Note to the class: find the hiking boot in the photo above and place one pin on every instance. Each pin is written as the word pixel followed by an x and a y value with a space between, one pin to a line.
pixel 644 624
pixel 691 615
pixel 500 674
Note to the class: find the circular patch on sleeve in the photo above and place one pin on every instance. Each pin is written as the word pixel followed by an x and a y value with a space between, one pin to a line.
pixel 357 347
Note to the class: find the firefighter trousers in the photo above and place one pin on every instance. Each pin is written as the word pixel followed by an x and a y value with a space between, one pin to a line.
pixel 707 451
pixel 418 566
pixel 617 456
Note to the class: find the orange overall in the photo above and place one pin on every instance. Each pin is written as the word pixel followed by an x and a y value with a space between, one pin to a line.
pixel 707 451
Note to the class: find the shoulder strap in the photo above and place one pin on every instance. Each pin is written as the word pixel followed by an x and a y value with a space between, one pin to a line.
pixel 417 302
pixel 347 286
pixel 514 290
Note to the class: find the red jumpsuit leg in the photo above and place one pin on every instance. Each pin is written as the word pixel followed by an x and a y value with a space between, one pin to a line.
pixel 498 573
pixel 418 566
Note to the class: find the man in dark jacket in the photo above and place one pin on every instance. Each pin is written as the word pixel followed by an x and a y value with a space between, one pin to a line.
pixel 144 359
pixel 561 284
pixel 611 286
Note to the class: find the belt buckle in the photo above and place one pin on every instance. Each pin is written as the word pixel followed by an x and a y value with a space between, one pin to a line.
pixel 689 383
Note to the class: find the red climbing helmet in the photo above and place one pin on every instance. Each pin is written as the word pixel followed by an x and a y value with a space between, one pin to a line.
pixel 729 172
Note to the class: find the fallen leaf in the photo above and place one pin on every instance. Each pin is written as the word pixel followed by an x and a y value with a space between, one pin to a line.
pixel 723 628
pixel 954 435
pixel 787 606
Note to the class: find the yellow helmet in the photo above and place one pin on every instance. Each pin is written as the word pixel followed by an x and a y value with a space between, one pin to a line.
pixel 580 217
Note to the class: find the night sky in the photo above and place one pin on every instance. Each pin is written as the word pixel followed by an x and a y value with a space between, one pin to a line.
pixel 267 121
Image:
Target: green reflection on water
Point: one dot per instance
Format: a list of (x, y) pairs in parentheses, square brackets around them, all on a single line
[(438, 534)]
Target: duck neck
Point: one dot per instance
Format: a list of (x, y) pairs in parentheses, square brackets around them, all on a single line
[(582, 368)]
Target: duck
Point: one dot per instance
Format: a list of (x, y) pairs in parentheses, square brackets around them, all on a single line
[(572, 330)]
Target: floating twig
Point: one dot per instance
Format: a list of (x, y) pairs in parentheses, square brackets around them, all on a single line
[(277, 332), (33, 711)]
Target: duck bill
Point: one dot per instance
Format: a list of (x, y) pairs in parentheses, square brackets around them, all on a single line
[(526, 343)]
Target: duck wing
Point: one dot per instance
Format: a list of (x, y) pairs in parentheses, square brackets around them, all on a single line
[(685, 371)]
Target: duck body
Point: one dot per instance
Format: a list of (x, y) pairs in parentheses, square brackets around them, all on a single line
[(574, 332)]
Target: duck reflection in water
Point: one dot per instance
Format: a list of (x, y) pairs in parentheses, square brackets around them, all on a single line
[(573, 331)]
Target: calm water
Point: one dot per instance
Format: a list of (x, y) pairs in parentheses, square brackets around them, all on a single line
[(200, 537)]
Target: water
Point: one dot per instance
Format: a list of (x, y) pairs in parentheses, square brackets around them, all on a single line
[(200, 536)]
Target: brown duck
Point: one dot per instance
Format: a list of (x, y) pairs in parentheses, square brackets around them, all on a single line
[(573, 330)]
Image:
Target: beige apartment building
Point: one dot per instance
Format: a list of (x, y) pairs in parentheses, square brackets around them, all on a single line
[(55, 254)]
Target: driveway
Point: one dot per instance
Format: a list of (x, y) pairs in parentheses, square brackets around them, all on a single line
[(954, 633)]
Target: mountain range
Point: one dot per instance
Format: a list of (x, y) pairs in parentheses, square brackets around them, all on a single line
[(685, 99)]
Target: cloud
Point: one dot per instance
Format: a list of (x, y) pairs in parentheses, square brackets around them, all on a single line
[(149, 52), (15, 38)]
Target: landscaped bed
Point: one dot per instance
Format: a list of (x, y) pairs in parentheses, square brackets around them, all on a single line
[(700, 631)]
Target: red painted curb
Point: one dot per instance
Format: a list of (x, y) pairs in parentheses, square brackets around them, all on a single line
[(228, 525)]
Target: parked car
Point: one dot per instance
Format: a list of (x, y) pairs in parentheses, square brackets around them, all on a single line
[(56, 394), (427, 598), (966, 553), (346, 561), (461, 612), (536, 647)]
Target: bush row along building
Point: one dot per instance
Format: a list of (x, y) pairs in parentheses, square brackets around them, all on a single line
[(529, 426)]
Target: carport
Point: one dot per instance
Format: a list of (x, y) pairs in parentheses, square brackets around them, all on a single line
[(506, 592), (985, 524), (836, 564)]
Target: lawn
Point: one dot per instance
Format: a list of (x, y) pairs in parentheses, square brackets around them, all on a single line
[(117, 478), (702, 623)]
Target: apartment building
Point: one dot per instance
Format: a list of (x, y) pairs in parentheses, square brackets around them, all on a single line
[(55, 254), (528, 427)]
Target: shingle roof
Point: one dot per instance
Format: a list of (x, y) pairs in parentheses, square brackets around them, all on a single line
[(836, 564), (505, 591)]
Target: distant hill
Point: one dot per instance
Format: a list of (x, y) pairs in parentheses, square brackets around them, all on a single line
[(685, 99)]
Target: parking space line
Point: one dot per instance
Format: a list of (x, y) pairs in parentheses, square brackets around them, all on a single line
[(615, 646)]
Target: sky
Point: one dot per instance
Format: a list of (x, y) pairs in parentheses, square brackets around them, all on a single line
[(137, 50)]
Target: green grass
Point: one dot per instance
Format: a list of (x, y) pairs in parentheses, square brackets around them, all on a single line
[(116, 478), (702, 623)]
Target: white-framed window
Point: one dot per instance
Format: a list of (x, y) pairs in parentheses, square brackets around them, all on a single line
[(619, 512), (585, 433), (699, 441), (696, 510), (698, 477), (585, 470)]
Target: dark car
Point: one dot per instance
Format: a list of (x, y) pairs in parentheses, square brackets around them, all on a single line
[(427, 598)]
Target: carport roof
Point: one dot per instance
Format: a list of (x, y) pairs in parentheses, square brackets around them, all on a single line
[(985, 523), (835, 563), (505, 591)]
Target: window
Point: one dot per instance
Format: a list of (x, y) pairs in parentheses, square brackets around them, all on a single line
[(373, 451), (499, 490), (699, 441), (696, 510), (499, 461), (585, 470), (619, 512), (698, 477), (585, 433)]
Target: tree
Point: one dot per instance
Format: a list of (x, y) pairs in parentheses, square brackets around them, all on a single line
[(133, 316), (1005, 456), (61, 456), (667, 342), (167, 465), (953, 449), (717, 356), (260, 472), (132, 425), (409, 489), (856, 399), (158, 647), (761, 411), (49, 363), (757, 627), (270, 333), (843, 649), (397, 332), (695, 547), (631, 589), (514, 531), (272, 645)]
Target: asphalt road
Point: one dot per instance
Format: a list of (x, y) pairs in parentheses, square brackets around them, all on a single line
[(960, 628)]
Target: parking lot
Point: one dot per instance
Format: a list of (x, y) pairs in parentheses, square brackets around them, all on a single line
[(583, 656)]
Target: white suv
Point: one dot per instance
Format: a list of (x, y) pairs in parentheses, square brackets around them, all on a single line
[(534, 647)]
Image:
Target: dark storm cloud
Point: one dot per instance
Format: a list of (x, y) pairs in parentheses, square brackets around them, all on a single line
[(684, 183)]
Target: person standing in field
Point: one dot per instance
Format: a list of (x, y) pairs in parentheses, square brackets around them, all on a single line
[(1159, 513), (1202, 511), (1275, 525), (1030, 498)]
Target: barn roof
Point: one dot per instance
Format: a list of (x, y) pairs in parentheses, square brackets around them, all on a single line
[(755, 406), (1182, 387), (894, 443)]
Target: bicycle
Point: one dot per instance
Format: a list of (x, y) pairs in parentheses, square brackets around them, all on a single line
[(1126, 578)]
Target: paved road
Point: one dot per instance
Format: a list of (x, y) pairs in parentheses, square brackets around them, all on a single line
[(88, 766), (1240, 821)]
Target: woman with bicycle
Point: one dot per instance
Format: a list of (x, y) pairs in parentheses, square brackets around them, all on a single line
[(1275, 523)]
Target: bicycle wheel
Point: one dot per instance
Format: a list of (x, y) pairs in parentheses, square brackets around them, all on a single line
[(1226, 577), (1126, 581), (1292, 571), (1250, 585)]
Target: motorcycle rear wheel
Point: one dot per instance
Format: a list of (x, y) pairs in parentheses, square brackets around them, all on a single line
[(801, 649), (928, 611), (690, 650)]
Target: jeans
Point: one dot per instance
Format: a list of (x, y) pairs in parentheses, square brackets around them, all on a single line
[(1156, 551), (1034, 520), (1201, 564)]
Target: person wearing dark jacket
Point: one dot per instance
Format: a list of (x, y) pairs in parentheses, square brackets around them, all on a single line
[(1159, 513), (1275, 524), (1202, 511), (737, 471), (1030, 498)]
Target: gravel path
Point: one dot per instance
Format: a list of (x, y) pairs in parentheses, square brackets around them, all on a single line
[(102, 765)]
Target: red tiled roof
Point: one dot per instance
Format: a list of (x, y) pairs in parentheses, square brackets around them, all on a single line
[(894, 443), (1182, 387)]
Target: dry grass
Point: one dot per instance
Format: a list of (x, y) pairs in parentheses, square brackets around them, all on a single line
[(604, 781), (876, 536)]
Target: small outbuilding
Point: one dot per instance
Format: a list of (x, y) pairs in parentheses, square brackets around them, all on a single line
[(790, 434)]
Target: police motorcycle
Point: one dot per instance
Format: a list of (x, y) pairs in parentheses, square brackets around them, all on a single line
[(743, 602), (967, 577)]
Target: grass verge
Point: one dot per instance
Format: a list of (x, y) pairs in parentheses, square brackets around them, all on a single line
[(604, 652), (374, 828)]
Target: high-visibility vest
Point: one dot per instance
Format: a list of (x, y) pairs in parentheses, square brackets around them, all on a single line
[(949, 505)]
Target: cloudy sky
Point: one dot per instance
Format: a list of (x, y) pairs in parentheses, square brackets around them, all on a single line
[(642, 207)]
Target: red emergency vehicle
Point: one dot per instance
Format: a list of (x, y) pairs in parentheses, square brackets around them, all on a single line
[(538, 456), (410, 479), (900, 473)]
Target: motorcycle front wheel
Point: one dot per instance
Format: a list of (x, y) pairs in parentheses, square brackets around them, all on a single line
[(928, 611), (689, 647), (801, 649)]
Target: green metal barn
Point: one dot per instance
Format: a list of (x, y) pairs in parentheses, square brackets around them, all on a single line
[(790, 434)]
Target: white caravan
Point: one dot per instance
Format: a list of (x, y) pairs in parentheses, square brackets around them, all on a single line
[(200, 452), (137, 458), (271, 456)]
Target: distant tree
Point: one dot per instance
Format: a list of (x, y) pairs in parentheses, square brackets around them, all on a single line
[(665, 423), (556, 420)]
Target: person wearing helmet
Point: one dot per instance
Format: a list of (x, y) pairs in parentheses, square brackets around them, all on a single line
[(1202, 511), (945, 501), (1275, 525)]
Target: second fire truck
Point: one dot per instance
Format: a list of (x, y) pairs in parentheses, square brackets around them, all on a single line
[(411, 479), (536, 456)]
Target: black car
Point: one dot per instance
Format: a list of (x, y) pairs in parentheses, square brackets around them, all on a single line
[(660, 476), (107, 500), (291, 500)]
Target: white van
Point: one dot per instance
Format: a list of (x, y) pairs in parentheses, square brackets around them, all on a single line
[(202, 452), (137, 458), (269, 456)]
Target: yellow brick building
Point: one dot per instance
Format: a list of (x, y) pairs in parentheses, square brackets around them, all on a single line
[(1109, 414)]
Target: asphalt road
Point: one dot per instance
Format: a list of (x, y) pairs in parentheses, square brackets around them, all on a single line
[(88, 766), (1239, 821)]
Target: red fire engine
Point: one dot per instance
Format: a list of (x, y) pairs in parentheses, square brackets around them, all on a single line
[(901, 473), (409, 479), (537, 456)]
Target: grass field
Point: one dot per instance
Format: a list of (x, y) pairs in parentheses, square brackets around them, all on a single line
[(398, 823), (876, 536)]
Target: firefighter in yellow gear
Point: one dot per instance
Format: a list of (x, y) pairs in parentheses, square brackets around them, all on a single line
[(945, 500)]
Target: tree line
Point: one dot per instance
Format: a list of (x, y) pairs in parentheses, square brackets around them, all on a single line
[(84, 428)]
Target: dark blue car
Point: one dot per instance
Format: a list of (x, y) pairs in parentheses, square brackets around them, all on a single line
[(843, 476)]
--
[WHAT YOU ARE ASKED TO DO]
Rewrite the lines of the listing between the one holding "Target: window" and the one holding "477), (585, 433)]", inclusive, keeping the request lines as they are and multiplying every x and y coordinate in the answers by 1.95, rounded to the nearest whole number with halves going up. Give only those lines.

[RESULT FOR THIS EXERCISE]
Target: window
Point: one dot per instance
Format: a list of (x, y) pairs in parentheses, square brackets around them, all on a single line
[(727, 879), (973, 956), (1363, 860), (1357, 995), (973, 899), (1141, 917), (1207, 998), (1361, 930), (1141, 844)]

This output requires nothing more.